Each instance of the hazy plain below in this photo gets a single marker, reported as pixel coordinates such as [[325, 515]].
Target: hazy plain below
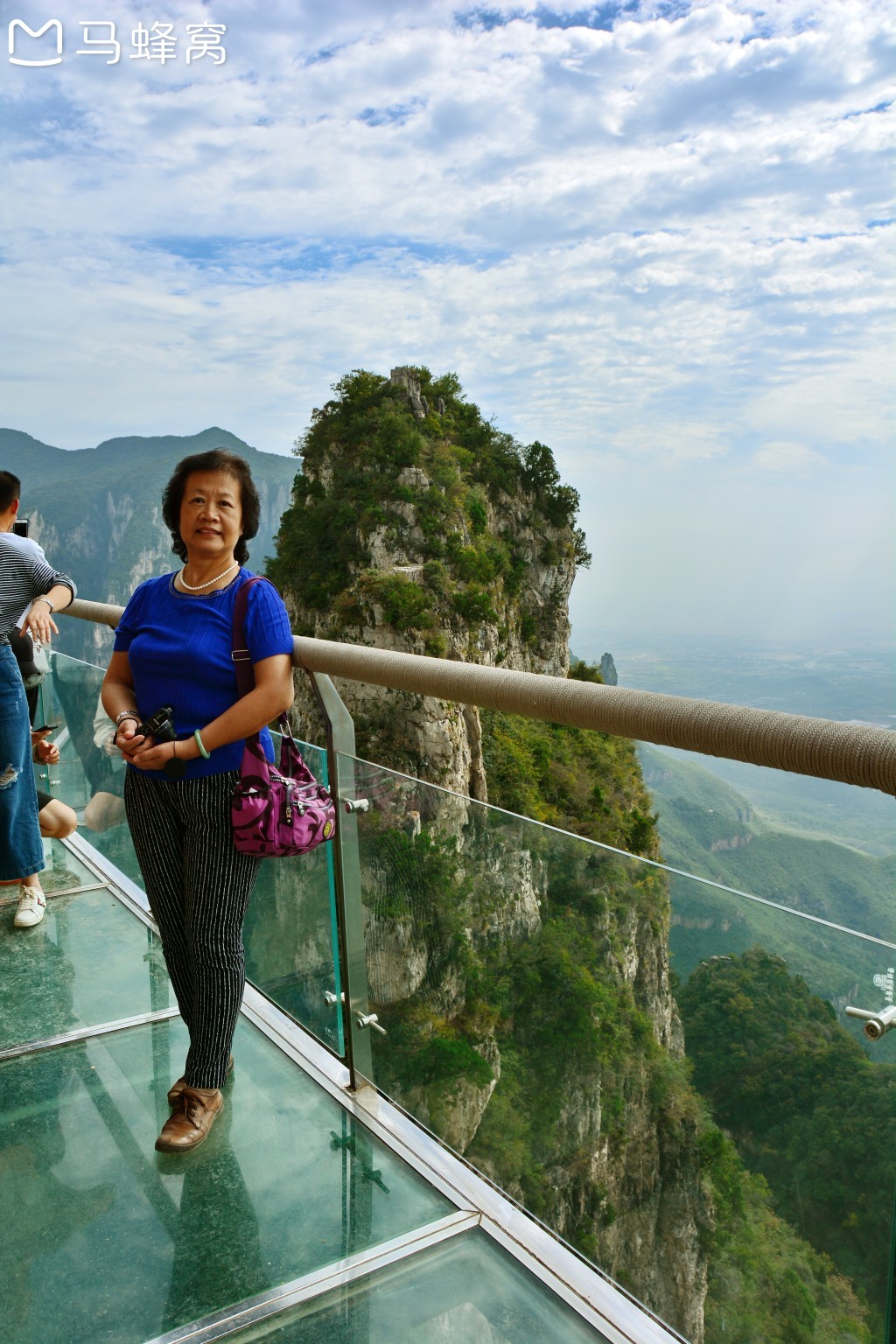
[[853, 684]]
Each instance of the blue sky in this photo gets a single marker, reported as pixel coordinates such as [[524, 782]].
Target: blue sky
[[655, 235]]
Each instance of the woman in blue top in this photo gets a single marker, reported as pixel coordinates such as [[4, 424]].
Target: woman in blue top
[[173, 648]]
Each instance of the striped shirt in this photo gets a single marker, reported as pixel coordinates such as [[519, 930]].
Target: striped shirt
[[23, 577]]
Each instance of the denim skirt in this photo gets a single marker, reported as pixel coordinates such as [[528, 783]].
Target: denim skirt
[[20, 843]]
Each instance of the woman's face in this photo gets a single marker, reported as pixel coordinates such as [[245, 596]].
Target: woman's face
[[211, 516]]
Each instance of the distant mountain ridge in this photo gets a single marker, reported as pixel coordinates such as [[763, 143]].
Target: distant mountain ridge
[[97, 511]]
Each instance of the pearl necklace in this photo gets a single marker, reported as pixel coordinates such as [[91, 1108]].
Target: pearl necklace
[[198, 588]]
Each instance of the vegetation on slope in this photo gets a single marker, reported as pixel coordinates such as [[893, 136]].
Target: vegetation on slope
[[805, 1105], [351, 492]]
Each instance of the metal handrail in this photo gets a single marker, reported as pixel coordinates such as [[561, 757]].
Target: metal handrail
[[850, 752]]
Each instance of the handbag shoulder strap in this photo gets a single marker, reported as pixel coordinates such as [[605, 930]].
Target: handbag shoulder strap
[[241, 654]]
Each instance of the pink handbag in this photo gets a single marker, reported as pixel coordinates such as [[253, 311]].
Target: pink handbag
[[274, 812]]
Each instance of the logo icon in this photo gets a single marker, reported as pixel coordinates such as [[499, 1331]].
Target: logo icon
[[39, 32]]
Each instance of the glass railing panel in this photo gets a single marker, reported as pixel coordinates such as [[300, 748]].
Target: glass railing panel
[[291, 952], [136, 1243], [89, 962], [535, 1020], [290, 924], [466, 1291]]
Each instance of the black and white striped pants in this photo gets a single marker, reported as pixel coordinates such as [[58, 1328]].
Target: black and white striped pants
[[199, 887]]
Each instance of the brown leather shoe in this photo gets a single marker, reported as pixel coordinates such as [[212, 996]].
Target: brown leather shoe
[[175, 1090], [188, 1125]]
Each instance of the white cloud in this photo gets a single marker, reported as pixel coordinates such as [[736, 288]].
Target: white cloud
[[657, 248], [788, 458]]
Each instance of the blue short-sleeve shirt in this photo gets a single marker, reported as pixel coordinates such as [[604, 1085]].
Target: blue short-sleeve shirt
[[178, 647]]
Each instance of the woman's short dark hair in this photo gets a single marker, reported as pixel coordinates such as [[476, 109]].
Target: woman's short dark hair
[[215, 460]]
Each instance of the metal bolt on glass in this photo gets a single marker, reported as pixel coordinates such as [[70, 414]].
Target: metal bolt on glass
[[876, 1023], [368, 1019]]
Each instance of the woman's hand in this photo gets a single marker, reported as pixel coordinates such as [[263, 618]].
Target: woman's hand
[[128, 739], [39, 624]]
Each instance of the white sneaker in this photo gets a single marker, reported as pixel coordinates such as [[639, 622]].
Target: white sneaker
[[32, 907]]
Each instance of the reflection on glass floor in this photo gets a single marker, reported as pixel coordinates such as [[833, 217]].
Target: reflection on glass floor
[[107, 1239]]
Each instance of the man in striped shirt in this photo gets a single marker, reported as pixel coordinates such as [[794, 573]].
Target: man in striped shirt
[[27, 584]]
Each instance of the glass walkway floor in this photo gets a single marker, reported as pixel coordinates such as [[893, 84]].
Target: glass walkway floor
[[293, 1222]]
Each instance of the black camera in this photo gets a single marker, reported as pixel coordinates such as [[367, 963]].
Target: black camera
[[158, 726]]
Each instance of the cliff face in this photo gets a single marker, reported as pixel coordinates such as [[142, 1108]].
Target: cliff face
[[522, 976], [418, 527]]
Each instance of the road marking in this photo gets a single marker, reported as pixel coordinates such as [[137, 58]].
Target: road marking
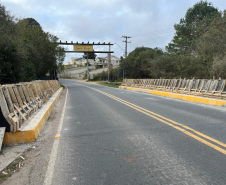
[[171, 123], [53, 155]]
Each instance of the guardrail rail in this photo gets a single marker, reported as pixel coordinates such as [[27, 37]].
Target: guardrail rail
[[200, 87]]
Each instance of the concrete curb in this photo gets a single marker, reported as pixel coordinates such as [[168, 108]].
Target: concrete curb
[[31, 131], [185, 97]]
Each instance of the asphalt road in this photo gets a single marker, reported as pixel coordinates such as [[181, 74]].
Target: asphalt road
[[115, 137]]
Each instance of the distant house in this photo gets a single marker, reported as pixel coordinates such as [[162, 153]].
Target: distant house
[[71, 61], [103, 61]]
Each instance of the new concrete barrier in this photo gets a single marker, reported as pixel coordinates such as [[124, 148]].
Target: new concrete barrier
[[196, 90]]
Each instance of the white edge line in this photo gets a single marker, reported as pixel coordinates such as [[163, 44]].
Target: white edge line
[[53, 155]]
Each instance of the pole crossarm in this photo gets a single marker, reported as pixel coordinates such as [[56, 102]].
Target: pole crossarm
[[89, 51], [76, 43]]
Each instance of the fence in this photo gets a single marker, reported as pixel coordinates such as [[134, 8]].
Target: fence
[[19, 101], [200, 87]]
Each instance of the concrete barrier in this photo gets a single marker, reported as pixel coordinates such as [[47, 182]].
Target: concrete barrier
[[18, 102], [190, 88]]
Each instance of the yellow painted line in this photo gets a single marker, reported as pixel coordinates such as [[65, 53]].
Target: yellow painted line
[[179, 96], [186, 127], [164, 120]]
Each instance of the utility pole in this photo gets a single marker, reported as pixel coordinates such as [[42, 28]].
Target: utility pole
[[88, 66], [126, 37], [109, 63]]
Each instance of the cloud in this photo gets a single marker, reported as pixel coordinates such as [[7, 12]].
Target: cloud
[[150, 22]]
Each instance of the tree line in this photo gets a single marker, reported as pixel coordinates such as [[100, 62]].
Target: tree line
[[26, 51], [198, 49]]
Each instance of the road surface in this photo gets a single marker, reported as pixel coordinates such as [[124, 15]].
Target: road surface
[[115, 137]]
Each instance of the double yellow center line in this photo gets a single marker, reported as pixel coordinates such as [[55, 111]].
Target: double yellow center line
[[183, 128]]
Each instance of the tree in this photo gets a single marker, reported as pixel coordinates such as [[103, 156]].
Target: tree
[[26, 51], [195, 23], [211, 47]]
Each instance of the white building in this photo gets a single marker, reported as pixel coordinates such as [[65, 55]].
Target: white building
[[103, 61]]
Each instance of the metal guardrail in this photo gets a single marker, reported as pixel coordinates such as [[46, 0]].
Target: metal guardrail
[[19, 101], [201, 87]]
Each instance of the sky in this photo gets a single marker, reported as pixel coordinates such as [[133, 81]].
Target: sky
[[150, 23]]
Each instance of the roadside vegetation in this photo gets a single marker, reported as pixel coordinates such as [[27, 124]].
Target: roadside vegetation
[[26, 51], [197, 49]]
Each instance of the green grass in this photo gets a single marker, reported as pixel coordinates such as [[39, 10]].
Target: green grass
[[112, 84], [10, 169], [61, 85]]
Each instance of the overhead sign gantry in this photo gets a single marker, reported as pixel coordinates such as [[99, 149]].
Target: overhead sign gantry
[[88, 48]]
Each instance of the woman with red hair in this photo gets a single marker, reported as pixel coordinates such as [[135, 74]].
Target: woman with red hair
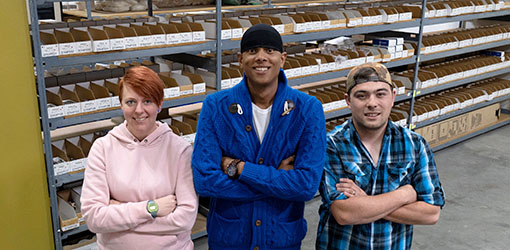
[[138, 189]]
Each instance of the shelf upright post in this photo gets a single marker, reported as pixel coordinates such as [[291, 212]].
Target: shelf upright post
[[218, 45], [416, 65], [149, 8], [39, 67], [89, 9]]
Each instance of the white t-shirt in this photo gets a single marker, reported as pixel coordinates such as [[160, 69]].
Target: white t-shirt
[[261, 120]]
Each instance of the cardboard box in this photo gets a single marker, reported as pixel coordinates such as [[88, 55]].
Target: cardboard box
[[100, 41], [102, 94], [49, 44], [77, 159], [441, 132], [172, 88], [131, 40], [73, 200], [83, 42], [66, 43], [67, 215]]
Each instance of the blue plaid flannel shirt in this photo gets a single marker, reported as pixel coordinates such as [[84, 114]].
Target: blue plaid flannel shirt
[[405, 158]]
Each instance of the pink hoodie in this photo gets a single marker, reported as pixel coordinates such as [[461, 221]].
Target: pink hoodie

+--

Copy the material word for word, from its very first line through the line holding "[[853, 684]]", including both of those lines. Leave the pictures out.

Exercise result:
Each instance of the hazy plain below in this photo gets a single marker, reported as pixel coordinates such as [[325, 515]].
Target: hazy plain below
[[853, 684]]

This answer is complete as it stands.